Exercise details: Reproduce the entries exactly, beginning with the line containing "trim, one line per instance." and ending with their last line, both included.
#### Extracted data ####
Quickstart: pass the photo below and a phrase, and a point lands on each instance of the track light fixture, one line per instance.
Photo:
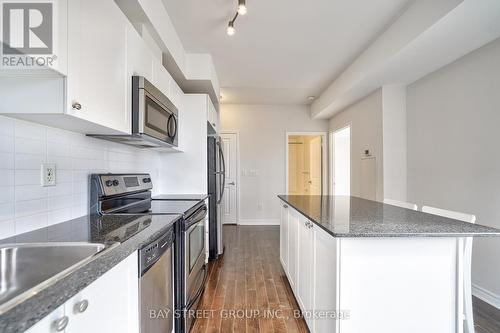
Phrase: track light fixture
(242, 10)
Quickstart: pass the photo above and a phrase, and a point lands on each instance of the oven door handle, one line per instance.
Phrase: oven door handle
(124, 207)
(202, 213)
(200, 291)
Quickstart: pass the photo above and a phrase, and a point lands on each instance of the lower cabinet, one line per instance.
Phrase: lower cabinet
(305, 266)
(109, 304)
(309, 257)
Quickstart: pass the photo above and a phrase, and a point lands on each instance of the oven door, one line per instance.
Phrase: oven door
(194, 260)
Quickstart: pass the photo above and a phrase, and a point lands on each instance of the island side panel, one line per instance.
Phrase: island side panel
(401, 284)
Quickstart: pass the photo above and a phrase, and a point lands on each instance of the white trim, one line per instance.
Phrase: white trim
(324, 159)
(238, 172)
(331, 148)
(486, 295)
(259, 222)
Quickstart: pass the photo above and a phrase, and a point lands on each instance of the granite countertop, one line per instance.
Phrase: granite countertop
####
Answer section:
Quickstart: pass the photo above and a phrase, and a point lands on each instance of the white trim, one line per instance.
Phrase: white trim
(324, 159)
(238, 172)
(331, 148)
(486, 295)
(259, 222)
Quickstart: pass the photo above and a phrase, and a point lands on each instance of the granite countertop, one line per instance.
Phrase: granite countertop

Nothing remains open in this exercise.